United States District Court, Southern District of California
Apr 14, 2022
3:18-cv-02409-BEN-DEB (S.D. Cal. Apr. 14, 2022)

Opinion

3:18-cv-02409-BEN-DEB

04-14-2022

INDECT USA CORP., a Texas corporation, Plaintiff, v. PARK ASSIST, LLC, a Delaware limited liability company, Defendant. PARK ASSIST, LLC, a Delaware limited liability company, Counterclaimant, v. INDECT USA CORP., a Texas corporation, Counterdefendant.


ORDER ON DEFENDANT'S MOTION TO RECONSIDER MOTIONS IN LIMINE

[ECF No. 263]

Hon. Roger T. Benitez, United States District Court.

Defendant Park Assist, LLC (“Park Assist”) moves this Court to reconsider, or clarify, its rulings on the Plaintiff Indect USA Corp.'s (Indect) seventh and twelfth motions in limine. For the reasons discussed herein, the Court declines to reconsider its prior rulings, but does take this opportunity to clarify matters related to the parties' dispute.

I. LEGAL STANDARD

Local Civil Rule 7.1(i)(1) provides that an application for reconsideration must set forth the material facts and circumstances surrounding each prior application, including, “what new or different facts and circumstances are claimed to exist which did not exist, or were not shown, upon such prior application.”

II. MOTION FOR RECONSIDERATION

Here, Park Assist argues that this Court should reconsider because the “Notice Letters” were not presented by Indect to this Court. The Court disagrees. First, the letters were apparently in Park Assist's possession at the time of briefing. Had Park Assist failed to present the letters, this Court would view that as a strategic omission. Seeking reconsideration after the fact would delay proceedings and unfairly burden scarce judicial resources.

Park Assist's allegations, however, that the letters were not part of the record to be considered by this Court is not entirely accurate. Park Assist included the letters in its motions in limine submission. ECF No. 228, Exs. 3-8. The Court was aware of the content of the letters Park Assist sent to other airports when it made its decision. Accordingly, Park Assist fails to demonstrate facts or circumstances that would warrant reconsideration of this Court's prior ruling.

The Court further declines to reconsider Indect's twelfth motion in limine. Joint, or divided, infringement occurs where the acts of one are attributable to the other such that a single entity is responsible for the infringement. Akamai Techs., Inc. v. Limelight Networks, Inc., 797 F.3d 1020, 1022 (Fed. Cir. 2015). In Akamai, the Federal Circuit created a framework for addressing divided infringement. “We will hold an entity responsible for others' performance of method steps in two sets of circumstances: (1) where that entity directs or controls others' performance, and (2) where the actors form a joint enterprise. Id. On summary judgment, this Court previously stated in the context of induced infringement, “Park Assist provides no evidence Indect has or ‘will induce infringement of the ‘956 Patent under 35 U.S.C. § 271(b) by continuing to supply future customers with its UPSOLUT system that could be configured to perform the steps that infringe the ‘956 Patent when the systems are in operation.'” ECF No. 195 at 22. Similarly, there is no evidence Indect controlled the performance of their potential partners or formed a joint enterprise. Park Assist's letters do nothing to prove otherwise. This Court will not allow the parties to confuse the jury and waste their time. Park Assist's Motion for Reconsideration is DENIED.

:::::

• _Objective_
Can you copy out the court order starting at "INDECT USA CORP., a Texas corporation, Plaintiff, v." and ending at "States District Court.", renaming "Counterclaimant" as "Counter-Plaintiff" wherever it appears?

• _Excerpts from point annotation data_
:::::

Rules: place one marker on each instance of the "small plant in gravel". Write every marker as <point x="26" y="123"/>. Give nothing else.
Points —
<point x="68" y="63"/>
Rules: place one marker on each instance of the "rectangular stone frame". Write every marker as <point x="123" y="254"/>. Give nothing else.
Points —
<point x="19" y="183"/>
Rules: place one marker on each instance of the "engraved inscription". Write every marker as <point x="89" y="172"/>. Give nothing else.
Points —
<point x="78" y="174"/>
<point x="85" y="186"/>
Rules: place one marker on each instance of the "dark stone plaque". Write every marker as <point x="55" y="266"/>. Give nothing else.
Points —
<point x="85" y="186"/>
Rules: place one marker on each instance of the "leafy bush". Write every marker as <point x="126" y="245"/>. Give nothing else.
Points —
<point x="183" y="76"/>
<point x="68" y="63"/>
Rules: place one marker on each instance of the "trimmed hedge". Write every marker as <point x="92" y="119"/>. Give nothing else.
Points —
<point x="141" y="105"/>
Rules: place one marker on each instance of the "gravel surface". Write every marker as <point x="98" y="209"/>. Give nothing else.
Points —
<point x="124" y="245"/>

:::::

• _Reply_
INDECT USA CORP., a Texas corporation, Plaintiff, v. PARK ASSIST, LLC, a Delaware limited liability company, Defendant. PARK ASSIST, LLC, a Delaware limited liability company, Counter-Plaintiff, v. INDECT USA CORP., a Texas corporation, Counterdefendant.


ORDER ON DEFENDANT'S MOTION TO RECONSIDER MOTIONS IN LIMINE

[ECF No. 263]

Hon. Roger T. Benitez, United States District Court.